-------- Passage à étudier
Un oublié, Charles Thirria (1796-1868)

Les historiens – ainsi Alain Corbin, dans Le monde retrouvé de Louis-François Pinagot – Sur les traces d’un inconnu, 1798-1876 (Flammarion, 1998), ou Arlette Farge, dans Vies oubliées. Au cœur du XVIIIe siècle (La Découverte, 2019) – parviennent à saisir dans la poussière des archives le murmure des vies ordinaires, des personnes invisibles qui jamais ne se sont hissées aux créneaux de la notoriété. Inversement peuvent s’effacer, en quelques décennies, les traces d’hommes et de femmes qui furent illustres en leur temps. Les descendants ne se manifestent plus, les tombes abandonnées dans les cimetières sont relevées, quelques restes sont peut-être déposés dans la fosse commune…

Le personnage célèbre a pu aussi changer de lieux. Le grand ingénieur et mécanicien Benoît Fourneyron (1802-1867), inventeur de la turbine hydraulique, est reconnu dans sa ville natale de Saint-Etienne mais largement ignoré dans le département de la Haute-Saône où il expérimente pour la première fois, en 1827, à Pont-sur-l’Ognon, le moteur hydraulique « à pression universelle et continue ». Tout aussi oublié est Alfred Meugniot (1857–1928), né à Faucogney, qui contribue au début du XXe siècle à la restauration de la carpiculture française ; et personne, dans les festivités du Tour de France, ne s’est rappelé que le docteur Philippe Marre (1907-1980), qui exerçait à Lure dans sa clinique de la place de la Libération, fut un compagnon de Paul de Vivie, dit Vélocio (1853-1930), figure emblématique du cyclotourisme français. Philippe Marre, ami  du cyclotouriste Jacques Faizant, a été aussi rédacteur en chef de la revue de Vélocio, Le Cycliste ( publiée de 1887 à 1974 !).
----------------
_Questions d'étude_.
a. Résumez le passage à étudier en deux phrases.
b. Répondez à ces questions sur le passage à étudier :
(i) En quelle année et dans quelle localité Benoît Fourneyron expérimente-t-il pour la première fois son moteur hydraulique ?
(ii) À la restauration de quelle activité Alfred Meugniot contribue-t-il au début du XXe siècle ?
(iii) De quelle revue Philippe Marre a-t-il été rédacteur en chef ?
c. Dans le passage à étudier, transformez en liste le paragraphe qui commence par « Le personnage célèbre a pu aussi changer de lieux » en conservant ses faits principaux.
-------- Données sources
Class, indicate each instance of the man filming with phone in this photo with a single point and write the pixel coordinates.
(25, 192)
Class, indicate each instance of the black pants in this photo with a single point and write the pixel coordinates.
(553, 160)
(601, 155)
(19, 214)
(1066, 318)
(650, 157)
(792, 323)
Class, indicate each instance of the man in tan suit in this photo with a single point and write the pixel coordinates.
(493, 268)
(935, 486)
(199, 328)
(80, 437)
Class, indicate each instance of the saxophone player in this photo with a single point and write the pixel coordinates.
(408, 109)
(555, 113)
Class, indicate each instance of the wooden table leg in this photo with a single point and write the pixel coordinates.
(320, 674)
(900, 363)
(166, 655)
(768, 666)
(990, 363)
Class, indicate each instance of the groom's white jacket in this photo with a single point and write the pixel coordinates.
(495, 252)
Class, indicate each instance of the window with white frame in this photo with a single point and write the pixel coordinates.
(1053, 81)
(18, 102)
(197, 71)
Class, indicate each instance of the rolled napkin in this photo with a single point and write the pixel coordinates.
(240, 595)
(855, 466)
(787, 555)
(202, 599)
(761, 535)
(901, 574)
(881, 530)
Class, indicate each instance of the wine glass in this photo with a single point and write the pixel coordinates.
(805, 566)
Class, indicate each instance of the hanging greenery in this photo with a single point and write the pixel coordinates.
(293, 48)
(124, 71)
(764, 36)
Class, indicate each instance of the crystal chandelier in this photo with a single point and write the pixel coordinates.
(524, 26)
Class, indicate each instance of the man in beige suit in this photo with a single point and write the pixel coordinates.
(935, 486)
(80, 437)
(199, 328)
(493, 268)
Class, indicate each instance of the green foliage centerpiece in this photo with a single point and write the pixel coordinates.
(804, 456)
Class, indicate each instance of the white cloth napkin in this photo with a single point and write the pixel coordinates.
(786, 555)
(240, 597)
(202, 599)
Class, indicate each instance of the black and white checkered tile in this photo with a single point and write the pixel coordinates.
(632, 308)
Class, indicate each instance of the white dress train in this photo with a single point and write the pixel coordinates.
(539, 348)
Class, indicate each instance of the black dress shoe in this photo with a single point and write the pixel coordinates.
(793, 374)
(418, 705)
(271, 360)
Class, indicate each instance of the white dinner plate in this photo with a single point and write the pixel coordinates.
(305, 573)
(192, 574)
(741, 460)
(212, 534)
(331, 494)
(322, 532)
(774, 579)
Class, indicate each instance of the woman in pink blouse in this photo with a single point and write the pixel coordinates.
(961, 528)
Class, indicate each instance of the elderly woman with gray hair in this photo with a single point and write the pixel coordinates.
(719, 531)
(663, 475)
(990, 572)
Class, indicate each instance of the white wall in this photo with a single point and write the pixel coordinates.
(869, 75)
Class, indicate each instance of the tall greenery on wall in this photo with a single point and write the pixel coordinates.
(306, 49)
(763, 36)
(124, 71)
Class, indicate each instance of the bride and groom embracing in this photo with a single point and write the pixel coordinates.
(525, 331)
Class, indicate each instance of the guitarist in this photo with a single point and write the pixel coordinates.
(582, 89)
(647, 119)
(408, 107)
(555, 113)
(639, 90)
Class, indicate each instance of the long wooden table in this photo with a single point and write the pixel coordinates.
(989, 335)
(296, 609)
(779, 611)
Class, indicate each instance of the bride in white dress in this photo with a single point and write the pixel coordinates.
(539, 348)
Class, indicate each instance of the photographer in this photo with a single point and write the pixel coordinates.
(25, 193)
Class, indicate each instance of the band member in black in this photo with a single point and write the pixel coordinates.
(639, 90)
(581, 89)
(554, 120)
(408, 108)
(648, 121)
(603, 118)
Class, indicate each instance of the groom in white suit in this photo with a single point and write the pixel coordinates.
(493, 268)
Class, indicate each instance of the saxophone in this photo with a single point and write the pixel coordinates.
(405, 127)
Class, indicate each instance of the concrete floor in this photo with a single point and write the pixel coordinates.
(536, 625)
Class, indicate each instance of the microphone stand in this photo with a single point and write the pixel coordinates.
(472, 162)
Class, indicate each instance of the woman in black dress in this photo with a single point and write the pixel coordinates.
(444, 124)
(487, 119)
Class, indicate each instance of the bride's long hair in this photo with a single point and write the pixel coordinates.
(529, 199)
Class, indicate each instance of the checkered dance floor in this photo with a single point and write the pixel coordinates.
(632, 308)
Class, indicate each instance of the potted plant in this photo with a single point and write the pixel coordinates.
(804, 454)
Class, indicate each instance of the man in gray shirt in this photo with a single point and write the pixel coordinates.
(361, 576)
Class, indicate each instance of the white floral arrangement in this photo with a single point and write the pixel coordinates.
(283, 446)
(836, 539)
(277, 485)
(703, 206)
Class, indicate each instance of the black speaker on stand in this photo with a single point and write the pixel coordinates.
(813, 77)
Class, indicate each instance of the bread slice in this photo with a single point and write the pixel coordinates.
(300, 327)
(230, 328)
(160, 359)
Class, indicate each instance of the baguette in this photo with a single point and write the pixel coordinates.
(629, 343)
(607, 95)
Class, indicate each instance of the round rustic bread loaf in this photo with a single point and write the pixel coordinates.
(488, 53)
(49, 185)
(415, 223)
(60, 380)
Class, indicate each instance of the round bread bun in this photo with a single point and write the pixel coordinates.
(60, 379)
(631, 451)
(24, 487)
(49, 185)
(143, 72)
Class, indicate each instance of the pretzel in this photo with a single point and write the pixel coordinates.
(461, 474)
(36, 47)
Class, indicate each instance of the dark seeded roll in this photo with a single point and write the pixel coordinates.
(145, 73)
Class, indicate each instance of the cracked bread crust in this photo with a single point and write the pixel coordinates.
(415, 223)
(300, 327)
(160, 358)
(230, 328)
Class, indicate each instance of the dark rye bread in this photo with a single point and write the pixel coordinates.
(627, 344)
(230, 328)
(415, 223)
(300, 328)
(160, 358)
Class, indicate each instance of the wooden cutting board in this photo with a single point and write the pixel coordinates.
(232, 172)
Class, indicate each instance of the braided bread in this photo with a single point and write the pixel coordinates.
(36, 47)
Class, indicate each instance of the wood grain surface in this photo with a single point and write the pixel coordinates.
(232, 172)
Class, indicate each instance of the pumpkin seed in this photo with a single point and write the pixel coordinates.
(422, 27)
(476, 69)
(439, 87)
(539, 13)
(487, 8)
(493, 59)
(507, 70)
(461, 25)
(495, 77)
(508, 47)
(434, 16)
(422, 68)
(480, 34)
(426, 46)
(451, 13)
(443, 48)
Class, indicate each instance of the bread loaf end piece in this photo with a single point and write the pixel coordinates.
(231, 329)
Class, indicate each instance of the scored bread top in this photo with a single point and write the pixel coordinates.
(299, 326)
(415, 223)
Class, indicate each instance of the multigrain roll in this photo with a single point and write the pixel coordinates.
----------------
_Corrigé_.
a. Les historiens parviennent à retrouver dans les archives la trace de vies ordinaires, alors que celle de personnes illustres en leur temps peut s'effacer en quelques décennies. Le passage en donne pour exemples Benoît Fourneyron, reconnu à Saint-Étienne mais ignoré en Haute-Saône, Alfred Meugniot et le docteur Philippe Marre, compagnon de Vélocio.

b.
(i) En 1827, à Pont-sur-l'Ognon.
(ii) À la restauration de la carpiculture française.
(iii) Le Cycliste, la revue de Vélocio.

c.
- Benoît Fourneyron (1802-1867), ingénieur et mécanicien, inventeur de la turbine hydraulique : reconnu à Saint-Étienne, sa ville natale, il reste largement ignoré en Haute-Saône, où il a expérimenté pour la première fois en 1827, à Pont-sur-l'Ognon, le moteur hydraulique « à pression universelle et continue ».
- Alfred Meugniot (1857-1928), né à Faucogney : il a contribué au début du XXe siècle à la restauration de la carpiculture française et est tout aussi oublié.
- Philippe Marre (1907-1980), médecin à Lure : il a été compagnon de Vélocio, ami de Jacques Faizant et rédacteur en chef de la revue Le Cycliste (1887-1974), et personne ne s'en est souvenu lors des festivités du Tour de France.